TASK ▸
Set down each entry exactly as it stands, without altering a single character.

════

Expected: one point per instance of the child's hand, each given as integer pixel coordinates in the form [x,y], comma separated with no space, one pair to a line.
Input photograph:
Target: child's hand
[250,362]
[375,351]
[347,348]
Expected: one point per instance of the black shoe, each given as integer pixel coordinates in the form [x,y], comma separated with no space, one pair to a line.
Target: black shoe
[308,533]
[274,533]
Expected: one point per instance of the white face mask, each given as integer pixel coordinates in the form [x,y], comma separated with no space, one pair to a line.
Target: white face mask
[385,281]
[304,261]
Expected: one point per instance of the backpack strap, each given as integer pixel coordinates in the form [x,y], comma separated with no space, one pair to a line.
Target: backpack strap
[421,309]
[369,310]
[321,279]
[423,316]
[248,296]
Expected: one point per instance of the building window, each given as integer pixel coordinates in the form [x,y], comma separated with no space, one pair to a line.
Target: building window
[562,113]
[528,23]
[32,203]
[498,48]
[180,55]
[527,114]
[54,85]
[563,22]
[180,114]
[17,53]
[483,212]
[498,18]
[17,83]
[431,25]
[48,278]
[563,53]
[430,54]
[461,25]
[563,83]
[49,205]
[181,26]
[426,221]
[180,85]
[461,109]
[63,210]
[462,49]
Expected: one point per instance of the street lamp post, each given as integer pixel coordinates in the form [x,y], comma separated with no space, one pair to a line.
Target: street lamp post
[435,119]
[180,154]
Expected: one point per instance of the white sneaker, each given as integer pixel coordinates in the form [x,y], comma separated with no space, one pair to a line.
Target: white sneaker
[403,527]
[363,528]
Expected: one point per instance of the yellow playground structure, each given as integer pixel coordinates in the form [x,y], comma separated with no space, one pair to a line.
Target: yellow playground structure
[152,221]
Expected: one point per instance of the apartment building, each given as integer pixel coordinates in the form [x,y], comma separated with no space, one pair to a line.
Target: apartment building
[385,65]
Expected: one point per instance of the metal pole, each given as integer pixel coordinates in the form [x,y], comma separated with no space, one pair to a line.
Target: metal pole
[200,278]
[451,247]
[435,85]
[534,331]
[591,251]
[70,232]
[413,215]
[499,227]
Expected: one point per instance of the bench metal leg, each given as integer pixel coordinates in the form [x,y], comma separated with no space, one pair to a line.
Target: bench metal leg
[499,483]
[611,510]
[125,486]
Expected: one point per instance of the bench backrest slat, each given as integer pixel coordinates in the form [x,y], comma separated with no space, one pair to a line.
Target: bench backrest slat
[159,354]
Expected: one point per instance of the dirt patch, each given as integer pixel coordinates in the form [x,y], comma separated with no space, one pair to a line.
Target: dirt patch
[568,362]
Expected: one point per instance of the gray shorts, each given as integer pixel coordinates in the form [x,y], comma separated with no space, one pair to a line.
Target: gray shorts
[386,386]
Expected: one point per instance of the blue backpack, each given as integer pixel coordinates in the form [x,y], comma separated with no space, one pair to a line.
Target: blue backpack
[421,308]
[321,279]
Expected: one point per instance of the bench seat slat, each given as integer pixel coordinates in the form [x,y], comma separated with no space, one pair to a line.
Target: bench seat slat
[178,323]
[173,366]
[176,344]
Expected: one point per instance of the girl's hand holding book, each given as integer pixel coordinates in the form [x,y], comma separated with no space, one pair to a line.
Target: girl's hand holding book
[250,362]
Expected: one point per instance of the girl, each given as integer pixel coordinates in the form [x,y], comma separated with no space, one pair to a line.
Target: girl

════

RESULT ▸
Expected: one point per instance of the child's hand, each given as integer pixel coordinates in the form [x,y], comma separated with no space, one pair to a line.
Input photograph:
Target: child's hand
[250,362]
[375,351]
[347,348]
Expected: one point per instance of the black shoe, each given as integer pixel coordinates in the form [x,y], comma separated with no space, one pair to a line.
Target: black shoe
[308,533]
[274,533]
Expected: one point per instance of the white face mask, each given as integer pixel coordinates in the form [x,y], comma separated with no space, one pair to a line.
Target: white face mask
[385,281]
[304,261]
Expected: one point per instance of the backpack strap, each given as integer pixel coordinates in the form [x,y], comma separated with no space, one pair to a line.
Target: backpack strap
[421,309]
[369,310]
[321,279]
[423,316]
[248,296]
Expected: one point per instance of the building window, each given as integer pixel coordinates in the form [x,y], comma separated with no space, one pair to a line.
Target: building window
[562,113]
[528,23]
[32,203]
[498,48]
[180,55]
[527,114]
[54,85]
[563,22]
[180,114]
[17,53]
[483,212]
[498,18]
[17,83]
[431,25]
[48,278]
[563,53]
[430,54]
[461,25]
[563,83]
[49,205]
[181,26]
[426,221]
[180,85]
[461,109]
[63,210]
[462,49]
Expected: one point per instance of the street lamp post, each given as integer pixel coordinates in the form [x,y], comma separated with no space, one pair to a line.
Target: street lamp post
[435,119]
[180,154]
Expected: one point per instance of the white sneaker, each given as integer pixel coordinates in the form [x,y], comma separated with no space, one pair to a line.
Target: white sneaker
[403,527]
[363,528]
Expected: one point per instance of the yellow playground structure, each given as integer pixel coordinates in the form [x,y], comma separated with no space, one pair to a line.
Target: yellow playground structure
[152,221]
Expected: one point per instance of the apartment building, each given as integer pixel coordinates in the form [x,y], comma separated with no space, one pair to a line.
Target: apartment building
[385,65]
Expected: one point per instance of the metal pole, each given as integer pixel coordinates in the form [x,y], comma separated with no space, one pair to a line.
Target: metal pole
[200,278]
[451,247]
[435,85]
[534,331]
[591,251]
[70,232]
[413,215]
[499,227]
Expected: one point per instance of the bench metal leg, each given as integer pixel coordinates in the form [x,y], comma separated with no space, one pair to a line.
Target: bench metal leg
[499,483]
[611,510]
[125,486]
Expected: one point per instance of the bench backrest slat, each given as integer pixel coordinates in the form [x,y], comma separated with no space, one pair to a line.
Target: bench backrest slat
[159,354]
Expected: one point per instance of the dirt patch, each given as integer pixel coordinates in the form [x,y], comma separated with no space, one pair to a line.
Target: dirt patch
[568,362]
Expected: one point per instance of the gray shorts, each given as integer pixel coordinates in the form [x,y], comma separated with no space, one pair to a line.
Target: gray shorts
[386,386]
Expected: one point per instance of the blue backpack, each given as integer pixel coordinates in the form [x,y], comma separated with no space, one pair to a line.
Target: blue backpack
[421,308]
[321,279]
Expected: one point per instance of the bench seat slat, each given as integer pixel coordinates in the form [x,y], comma separated with no space, one pair to a line.
Target: bench seat slat
[178,323]
[173,366]
[176,344]
Expected: one point per instance of the girl's hand holding book, each given as integer pixel coordinates in the form [x,y], comma separated with no space, one pair to a line.
Target: girl's hand holding book
[250,362]
Expected: one point per instance of the girl, each given as integer pixel coordinates in the form [x,y], comma separated with no space, one pair to a line.
Target: girl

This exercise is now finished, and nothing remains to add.